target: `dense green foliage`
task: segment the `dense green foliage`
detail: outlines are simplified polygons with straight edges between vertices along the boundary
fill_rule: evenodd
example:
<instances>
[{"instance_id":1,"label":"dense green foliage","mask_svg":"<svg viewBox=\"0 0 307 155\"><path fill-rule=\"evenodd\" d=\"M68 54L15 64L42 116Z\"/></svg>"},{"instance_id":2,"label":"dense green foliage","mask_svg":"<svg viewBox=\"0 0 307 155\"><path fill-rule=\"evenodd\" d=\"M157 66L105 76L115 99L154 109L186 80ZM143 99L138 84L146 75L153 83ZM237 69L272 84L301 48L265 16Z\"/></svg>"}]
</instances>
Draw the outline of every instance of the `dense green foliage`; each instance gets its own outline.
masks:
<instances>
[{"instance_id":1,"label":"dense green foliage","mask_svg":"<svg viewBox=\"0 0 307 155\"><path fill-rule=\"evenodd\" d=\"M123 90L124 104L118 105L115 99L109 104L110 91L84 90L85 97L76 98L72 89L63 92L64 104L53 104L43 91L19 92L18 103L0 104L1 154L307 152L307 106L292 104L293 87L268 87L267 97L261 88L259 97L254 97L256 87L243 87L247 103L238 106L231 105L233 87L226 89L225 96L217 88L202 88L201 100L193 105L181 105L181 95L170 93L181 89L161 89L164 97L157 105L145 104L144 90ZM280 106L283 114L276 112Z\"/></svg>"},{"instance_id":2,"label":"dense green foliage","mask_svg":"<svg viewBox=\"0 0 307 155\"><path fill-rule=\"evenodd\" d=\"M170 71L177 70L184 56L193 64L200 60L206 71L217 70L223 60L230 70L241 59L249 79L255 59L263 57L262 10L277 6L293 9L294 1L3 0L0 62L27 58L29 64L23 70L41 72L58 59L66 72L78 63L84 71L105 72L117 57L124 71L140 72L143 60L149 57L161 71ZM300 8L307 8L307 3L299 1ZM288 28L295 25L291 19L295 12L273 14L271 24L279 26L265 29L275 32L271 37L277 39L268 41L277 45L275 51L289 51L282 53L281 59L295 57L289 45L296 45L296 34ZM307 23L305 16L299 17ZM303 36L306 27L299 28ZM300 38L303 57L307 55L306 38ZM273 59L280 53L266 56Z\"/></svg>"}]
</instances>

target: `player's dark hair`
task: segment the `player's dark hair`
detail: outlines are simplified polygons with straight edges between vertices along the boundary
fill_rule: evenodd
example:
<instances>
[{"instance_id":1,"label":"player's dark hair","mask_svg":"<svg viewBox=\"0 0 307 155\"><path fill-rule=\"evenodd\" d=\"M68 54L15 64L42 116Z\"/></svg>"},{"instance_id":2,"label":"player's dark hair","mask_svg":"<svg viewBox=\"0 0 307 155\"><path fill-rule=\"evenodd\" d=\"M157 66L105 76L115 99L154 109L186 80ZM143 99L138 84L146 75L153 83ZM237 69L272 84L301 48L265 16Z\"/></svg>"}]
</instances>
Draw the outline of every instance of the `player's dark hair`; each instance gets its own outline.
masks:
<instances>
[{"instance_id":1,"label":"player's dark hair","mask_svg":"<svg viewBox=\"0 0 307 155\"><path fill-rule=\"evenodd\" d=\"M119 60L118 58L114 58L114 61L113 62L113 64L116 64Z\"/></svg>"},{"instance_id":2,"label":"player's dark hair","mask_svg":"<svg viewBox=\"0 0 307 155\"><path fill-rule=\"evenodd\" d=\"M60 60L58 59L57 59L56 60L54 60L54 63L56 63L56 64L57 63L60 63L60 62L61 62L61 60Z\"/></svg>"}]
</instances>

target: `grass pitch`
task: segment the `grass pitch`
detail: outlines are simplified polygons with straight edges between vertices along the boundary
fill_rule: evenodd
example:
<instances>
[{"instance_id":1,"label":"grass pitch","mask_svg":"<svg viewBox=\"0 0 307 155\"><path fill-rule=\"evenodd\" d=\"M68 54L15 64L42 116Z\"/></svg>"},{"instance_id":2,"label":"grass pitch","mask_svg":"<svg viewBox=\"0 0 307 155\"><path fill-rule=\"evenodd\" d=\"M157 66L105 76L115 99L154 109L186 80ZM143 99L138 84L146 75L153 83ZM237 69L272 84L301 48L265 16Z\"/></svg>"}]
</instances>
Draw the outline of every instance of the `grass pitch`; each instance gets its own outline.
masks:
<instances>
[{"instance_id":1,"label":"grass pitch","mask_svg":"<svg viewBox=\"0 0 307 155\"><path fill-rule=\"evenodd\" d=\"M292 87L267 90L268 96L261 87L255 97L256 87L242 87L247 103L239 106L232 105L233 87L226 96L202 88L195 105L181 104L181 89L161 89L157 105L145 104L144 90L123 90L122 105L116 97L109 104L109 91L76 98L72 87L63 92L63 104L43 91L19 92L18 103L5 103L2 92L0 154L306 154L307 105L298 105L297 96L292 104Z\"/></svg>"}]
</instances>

------------

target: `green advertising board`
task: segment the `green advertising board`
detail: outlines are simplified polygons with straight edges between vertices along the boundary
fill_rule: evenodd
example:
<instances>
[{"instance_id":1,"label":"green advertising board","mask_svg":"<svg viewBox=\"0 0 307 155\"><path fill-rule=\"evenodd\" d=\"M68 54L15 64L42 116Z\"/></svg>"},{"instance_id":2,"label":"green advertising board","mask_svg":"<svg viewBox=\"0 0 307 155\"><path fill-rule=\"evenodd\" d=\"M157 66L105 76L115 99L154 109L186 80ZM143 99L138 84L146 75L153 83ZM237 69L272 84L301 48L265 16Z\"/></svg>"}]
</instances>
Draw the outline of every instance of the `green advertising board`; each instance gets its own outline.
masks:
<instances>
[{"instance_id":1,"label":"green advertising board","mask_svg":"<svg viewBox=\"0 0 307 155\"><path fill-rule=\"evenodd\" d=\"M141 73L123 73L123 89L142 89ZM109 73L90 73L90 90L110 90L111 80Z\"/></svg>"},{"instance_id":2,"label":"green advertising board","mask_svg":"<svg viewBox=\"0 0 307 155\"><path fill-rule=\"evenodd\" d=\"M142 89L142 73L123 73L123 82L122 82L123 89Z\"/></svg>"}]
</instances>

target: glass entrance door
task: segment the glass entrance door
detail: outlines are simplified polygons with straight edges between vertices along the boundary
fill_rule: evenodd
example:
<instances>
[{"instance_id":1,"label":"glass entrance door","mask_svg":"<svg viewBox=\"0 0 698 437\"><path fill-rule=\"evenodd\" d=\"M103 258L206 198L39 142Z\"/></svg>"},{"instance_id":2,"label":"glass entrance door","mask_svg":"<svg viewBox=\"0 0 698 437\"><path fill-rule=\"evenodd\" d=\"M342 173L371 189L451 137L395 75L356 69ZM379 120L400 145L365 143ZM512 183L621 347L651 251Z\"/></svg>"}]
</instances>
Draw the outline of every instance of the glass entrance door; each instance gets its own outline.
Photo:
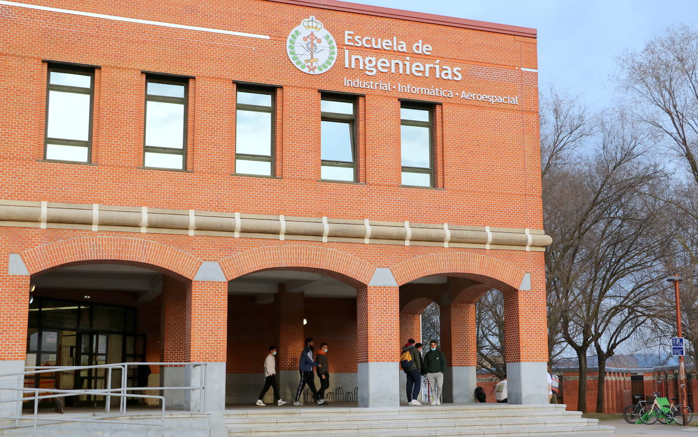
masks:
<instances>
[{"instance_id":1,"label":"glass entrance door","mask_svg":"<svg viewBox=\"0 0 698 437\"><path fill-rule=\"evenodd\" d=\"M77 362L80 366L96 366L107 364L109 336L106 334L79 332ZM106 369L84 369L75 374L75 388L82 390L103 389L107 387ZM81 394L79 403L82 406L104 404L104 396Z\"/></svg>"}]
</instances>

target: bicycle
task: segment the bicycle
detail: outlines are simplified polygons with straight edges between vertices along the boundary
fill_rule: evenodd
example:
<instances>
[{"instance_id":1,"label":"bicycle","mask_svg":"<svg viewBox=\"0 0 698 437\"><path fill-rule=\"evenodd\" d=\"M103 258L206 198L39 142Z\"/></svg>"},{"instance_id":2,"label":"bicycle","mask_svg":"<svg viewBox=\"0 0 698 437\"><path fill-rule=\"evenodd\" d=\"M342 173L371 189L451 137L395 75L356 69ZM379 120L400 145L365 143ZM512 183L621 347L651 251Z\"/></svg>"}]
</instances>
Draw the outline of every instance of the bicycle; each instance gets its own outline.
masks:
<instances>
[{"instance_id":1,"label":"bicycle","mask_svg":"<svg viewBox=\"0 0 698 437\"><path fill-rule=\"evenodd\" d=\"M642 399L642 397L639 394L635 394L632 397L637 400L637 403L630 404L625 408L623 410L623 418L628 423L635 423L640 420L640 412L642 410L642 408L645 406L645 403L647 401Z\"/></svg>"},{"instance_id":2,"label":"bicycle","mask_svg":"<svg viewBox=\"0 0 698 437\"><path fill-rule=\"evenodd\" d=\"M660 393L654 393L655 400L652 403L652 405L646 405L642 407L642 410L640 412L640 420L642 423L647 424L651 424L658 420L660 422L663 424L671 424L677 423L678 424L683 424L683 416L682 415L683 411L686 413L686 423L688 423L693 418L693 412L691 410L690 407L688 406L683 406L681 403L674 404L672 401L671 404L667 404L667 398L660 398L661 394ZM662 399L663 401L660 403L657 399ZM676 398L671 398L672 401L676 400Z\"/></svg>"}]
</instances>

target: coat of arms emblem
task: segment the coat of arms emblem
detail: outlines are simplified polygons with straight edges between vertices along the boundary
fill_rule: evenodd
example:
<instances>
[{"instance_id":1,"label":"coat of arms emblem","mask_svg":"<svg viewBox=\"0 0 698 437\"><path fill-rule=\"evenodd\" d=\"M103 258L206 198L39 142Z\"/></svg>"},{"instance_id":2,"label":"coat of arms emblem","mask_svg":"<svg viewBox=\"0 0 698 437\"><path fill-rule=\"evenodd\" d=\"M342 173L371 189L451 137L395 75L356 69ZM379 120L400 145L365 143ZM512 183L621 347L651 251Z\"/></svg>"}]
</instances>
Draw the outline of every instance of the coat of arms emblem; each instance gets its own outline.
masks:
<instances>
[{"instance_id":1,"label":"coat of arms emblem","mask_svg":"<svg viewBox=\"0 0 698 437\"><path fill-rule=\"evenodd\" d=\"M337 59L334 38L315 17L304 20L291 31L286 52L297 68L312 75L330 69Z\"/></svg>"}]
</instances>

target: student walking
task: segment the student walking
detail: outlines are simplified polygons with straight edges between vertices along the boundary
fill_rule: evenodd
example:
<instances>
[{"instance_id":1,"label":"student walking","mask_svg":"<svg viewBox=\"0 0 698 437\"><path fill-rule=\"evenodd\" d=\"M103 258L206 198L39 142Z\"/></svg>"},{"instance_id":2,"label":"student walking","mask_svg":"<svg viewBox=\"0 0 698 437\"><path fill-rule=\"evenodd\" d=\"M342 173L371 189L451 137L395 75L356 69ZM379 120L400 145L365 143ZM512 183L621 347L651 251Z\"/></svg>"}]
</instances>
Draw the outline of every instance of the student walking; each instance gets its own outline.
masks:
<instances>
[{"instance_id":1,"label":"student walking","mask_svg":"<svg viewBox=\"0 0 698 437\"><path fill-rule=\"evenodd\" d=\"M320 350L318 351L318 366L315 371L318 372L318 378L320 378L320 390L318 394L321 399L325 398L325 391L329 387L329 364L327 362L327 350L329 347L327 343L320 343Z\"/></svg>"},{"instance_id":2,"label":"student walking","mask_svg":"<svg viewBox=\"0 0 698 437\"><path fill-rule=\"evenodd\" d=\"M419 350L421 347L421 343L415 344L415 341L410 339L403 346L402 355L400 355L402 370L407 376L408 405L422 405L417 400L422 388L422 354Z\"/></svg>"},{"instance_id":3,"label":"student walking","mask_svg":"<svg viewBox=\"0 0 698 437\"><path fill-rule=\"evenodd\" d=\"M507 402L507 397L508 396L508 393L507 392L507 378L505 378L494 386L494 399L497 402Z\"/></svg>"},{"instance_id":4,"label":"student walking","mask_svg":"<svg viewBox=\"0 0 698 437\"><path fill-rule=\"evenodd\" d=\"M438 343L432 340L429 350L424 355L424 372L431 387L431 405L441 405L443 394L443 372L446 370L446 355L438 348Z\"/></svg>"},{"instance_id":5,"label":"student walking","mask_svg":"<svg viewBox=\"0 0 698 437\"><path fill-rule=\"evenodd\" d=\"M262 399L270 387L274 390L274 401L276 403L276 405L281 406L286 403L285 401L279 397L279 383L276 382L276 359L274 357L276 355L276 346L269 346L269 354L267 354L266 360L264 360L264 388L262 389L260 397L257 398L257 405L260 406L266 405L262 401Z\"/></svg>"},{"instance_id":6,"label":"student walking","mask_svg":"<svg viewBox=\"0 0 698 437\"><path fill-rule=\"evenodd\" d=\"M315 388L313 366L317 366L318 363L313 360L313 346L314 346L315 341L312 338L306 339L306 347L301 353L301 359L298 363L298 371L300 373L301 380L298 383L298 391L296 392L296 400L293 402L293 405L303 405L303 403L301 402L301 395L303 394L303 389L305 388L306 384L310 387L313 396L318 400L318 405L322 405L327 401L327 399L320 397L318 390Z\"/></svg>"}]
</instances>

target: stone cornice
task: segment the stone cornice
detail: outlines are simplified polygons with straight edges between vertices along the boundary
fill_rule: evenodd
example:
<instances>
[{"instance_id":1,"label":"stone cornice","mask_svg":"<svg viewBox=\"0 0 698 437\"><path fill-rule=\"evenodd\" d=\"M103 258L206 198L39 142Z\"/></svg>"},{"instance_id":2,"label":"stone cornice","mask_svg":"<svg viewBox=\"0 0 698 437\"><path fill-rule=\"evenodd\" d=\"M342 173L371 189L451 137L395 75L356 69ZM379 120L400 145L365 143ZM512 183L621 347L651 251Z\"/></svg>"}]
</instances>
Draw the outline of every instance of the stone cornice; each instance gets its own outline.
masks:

------------

● **Requirement**: Filter the entries above down to every line that contains the word "Draw", matching case exactly, and copy those lines.

● **Exercise response**:
Draw the outline of every instance of the `dense green foliage`; each instance gets its own outline.
Draw the outline of every instance of the `player's dark hair`; each instance gets its own outline.
Draw the outline of every instance of the `grass pitch`; each instance gets its own outline.
Draw the outline of every instance of the `green advertising board`; each instance gets its own outline.
Draw the outline of every instance of the glass entrance door; each instance gets its own outline.
Draw the outline of every instance of the bicycle; each instance gets its own outline.
Draw the outline of every instance of the coat of arms emblem; each instance gets its own outline.
Draw the outline of every instance of the student walking; each instance gets its own outline.
Draw the outline of every instance of the stone cornice; each instance gets its own outline.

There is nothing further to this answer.